(Stored data entries)
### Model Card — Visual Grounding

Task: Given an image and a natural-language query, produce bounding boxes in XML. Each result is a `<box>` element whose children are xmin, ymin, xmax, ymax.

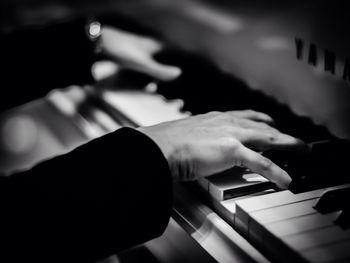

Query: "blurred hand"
<box><xmin>138</xmin><ymin>110</ymin><xmax>306</xmax><ymax>189</ymax></box>
<box><xmin>99</xmin><ymin>26</ymin><xmax>181</xmax><ymax>81</ymax></box>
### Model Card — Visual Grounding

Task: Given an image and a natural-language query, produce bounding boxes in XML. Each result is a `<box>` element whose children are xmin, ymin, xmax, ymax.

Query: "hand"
<box><xmin>137</xmin><ymin>110</ymin><xmax>306</xmax><ymax>189</ymax></box>
<box><xmin>99</xmin><ymin>26</ymin><xmax>181</xmax><ymax>81</ymax></box>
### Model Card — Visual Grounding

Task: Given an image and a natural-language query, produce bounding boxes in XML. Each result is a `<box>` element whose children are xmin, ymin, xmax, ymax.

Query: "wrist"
<box><xmin>136</xmin><ymin>127</ymin><xmax>185</xmax><ymax>181</ymax></box>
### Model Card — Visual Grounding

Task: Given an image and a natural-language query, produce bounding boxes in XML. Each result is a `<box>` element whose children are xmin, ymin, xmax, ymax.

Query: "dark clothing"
<box><xmin>0</xmin><ymin>21</ymin><xmax>173</xmax><ymax>262</ymax></box>
<box><xmin>0</xmin><ymin>19</ymin><xmax>95</xmax><ymax>111</ymax></box>
<box><xmin>1</xmin><ymin>128</ymin><xmax>173</xmax><ymax>262</ymax></box>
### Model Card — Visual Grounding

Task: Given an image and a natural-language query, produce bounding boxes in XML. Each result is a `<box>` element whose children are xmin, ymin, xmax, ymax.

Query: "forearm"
<box><xmin>0</xmin><ymin>128</ymin><xmax>173</xmax><ymax>262</ymax></box>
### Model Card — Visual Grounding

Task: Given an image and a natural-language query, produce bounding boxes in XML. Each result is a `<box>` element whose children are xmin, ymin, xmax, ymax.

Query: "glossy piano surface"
<box><xmin>94</xmin><ymin>36</ymin><xmax>350</xmax><ymax>263</ymax></box>
<box><xmin>109</xmin><ymin>0</ymin><xmax>350</xmax><ymax>139</ymax></box>
<box><xmin>2</xmin><ymin>1</ymin><xmax>350</xmax><ymax>262</ymax></box>
<box><xmin>97</xmin><ymin>84</ymin><xmax>350</xmax><ymax>262</ymax></box>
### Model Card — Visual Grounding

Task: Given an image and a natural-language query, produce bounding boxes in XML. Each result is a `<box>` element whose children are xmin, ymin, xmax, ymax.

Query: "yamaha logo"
<box><xmin>295</xmin><ymin>37</ymin><xmax>350</xmax><ymax>82</ymax></box>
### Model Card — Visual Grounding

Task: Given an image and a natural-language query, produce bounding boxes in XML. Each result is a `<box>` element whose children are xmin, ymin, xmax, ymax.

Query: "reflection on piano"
<box><xmin>96</xmin><ymin>47</ymin><xmax>350</xmax><ymax>261</ymax></box>
<box><xmin>91</xmin><ymin>1</ymin><xmax>350</xmax><ymax>261</ymax></box>
<box><xmin>3</xmin><ymin>0</ymin><xmax>350</xmax><ymax>262</ymax></box>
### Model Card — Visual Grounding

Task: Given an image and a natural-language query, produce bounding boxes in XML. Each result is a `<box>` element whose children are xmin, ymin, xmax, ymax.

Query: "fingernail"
<box><xmin>278</xmin><ymin>171</ymin><xmax>292</xmax><ymax>189</ymax></box>
<box><xmin>168</xmin><ymin>67</ymin><xmax>182</xmax><ymax>78</ymax></box>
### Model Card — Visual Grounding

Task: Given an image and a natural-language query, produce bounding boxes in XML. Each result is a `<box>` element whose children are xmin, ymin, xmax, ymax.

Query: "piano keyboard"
<box><xmin>98</xmin><ymin>89</ymin><xmax>350</xmax><ymax>263</ymax></box>
<box><xmin>235</xmin><ymin>184</ymin><xmax>350</xmax><ymax>263</ymax></box>
<box><xmin>197</xmin><ymin>168</ymin><xmax>272</xmax><ymax>201</ymax></box>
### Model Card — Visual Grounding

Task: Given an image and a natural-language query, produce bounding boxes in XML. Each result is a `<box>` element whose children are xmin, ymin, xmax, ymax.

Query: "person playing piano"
<box><xmin>0</xmin><ymin>1</ymin><xmax>305</xmax><ymax>262</ymax></box>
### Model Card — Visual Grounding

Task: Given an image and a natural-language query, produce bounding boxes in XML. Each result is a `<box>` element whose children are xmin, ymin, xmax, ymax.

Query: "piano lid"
<box><xmin>111</xmin><ymin>0</ymin><xmax>350</xmax><ymax>139</ymax></box>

*PROBLEM*:
Output a verbatim copy of the entries and skip the pictures.

*RESULT FOR THIS TASK*:
### Model Card — Visual Grounding

Task: Given an image and a natural-language query, produce bounding boxes in XML. Each result is a `<box>` element whose children are xmin, ymin, xmax, ymax.


Query: "blurred hand"
<box><xmin>138</xmin><ymin>110</ymin><xmax>306</xmax><ymax>189</ymax></box>
<box><xmin>99</xmin><ymin>26</ymin><xmax>181</xmax><ymax>81</ymax></box>
### Model Card — Visual Grounding

Task: Given an image and a natural-language query, produce bounding boxes in XML. Each result is a `<box>` element whose children are xmin, ymin, xmax, ymax.

Query: "hand"
<box><xmin>137</xmin><ymin>110</ymin><xmax>306</xmax><ymax>189</ymax></box>
<box><xmin>99</xmin><ymin>26</ymin><xmax>181</xmax><ymax>81</ymax></box>
### Model Card — Visual Grounding

Task: Given an image and a natural-language query, produce bounding boxes in XML. Each result is a `<box>` element whose children are xmin, ymin, xmax, ymax.

Query: "wrist"
<box><xmin>136</xmin><ymin>127</ymin><xmax>185</xmax><ymax>181</ymax></box>
### Model Card — Visual Grounding

Task: Given an image and a natural-language query, produce bounding boxes in XML. Each result is a `<box>` element whose children are xmin, ymin, xmax, ymax.

Query: "dark clothing"
<box><xmin>0</xmin><ymin>21</ymin><xmax>173</xmax><ymax>262</ymax></box>
<box><xmin>0</xmin><ymin>19</ymin><xmax>95</xmax><ymax>111</ymax></box>
<box><xmin>1</xmin><ymin>128</ymin><xmax>173</xmax><ymax>262</ymax></box>
### Model Card — Visual Grounding

Task: Given an image and a natural-language query, produce bounding boxes in XML. Each result is a `<box>` element whose children are xmin, ymin, xmax, ymax.

Query: "forearm"
<box><xmin>0</xmin><ymin>128</ymin><xmax>173</xmax><ymax>262</ymax></box>
### Model Card — Visual Grounding

Task: Given an image and a natural-language query, produce bounding boxes in XML. Each result is a `<box>` element whose children are xmin, ymin, xmax, ymax.

Query: "glossy piano surface"
<box><xmin>94</xmin><ymin>36</ymin><xmax>350</xmax><ymax>263</ymax></box>
<box><xmin>109</xmin><ymin>0</ymin><xmax>350</xmax><ymax>139</ymax></box>
<box><xmin>2</xmin><ymin>1</ymin><xmax>350</xmax><ymax>262</ymax></box>
<box><xmin>97</xmin><ymin>84</ymin><xmax>350</xmax><ymax>262</ymax></box>
### Model Card — Visual Grounding

Task: Given an image and a natural-language query, produce bounding boxes in XML. Each result is a `<box>` element whose children are xmin, ymin, xmax, ymax.

Query: "yamaha logo"
<box><xmin>295</xmin><ymin>37</ymin><xmax>350</xmax><ymax>82</ymax></box>
### Model Card — Visual Grounding

Task: Given an image and a natural-language query, produce bounding boxes in XML. Each result is a `<box>` element whose children are xmin, ymin, xmax, ymax.

Query: "reflection on piano"
<box><xmin>96</xmin><ymin>47</ymin><xmax>350</xmax><ymax>261</ymax></box>
<box><xmin>91</xmin><ymin>1</ymin><xmax>350</xmax><ymax>261</ymax></box>
<box><xmin>3</xmin><ymin>0</ymin><xmax>350</xmax><ymax>262</ymax></box>
### Model Card — Visual Grounding

Task: Given an image and a natural-language query, produce bounding boxes in XML. Each result is a `<box>` element whose children are xmin, ymin, xmax, ymax.

Query: "fingernail"
<box><xmin>278</xmin><ymin>171</ymin><xmax>292</xmax><ymax>189</ymax></box>
<box><xmin>168</xmin><ymin>67</ymin><xmax>182</xmax><ymax>78</ymax></box>
### Model Card — Visual Grounding

Task: Given an image and a natural-language query, produce bounding boxes in XML. Each result is a `<box>` element whose children are xmin, ymin, xmax, ymax.

Query: "piano keyboard"
<box><xmin>98</xmin><ymin>89</ymin><xmax>350</xmax><ymax>263</ymax></box>
<box><xmin>235</xmin><ymin>184</ymin><xmax>350</xmax><ymax>263</ymax></box>
<box><xmin>197</xmin><ymin>168</ymin><xmax>272</xmax><ymax>201</ymax></box>
### Model Card — Visual Grounding

Task: Given an image and a natural-language query, produce bounding boxes in XML. Each result is a `<box>` element whose children are xmin, ymin, xmax, ymax.

Query: "person playing piano"
<box><xmin>0</xmin><ymin>1</ymin><xmax>305</xmax><ymax>262</ymax></box>
### Model Card — Visual Grounding

Task: Given an image and a natural-language query, produce bounding boxes in XML. Each result is a `<box>` element whose children are xmin, ymin, xmax, ymax.

Query: "piano lid"
<box><xmin>111</xmin><ymin>0</ymin><xmax>350</xmax><ymax>139</ymax></box>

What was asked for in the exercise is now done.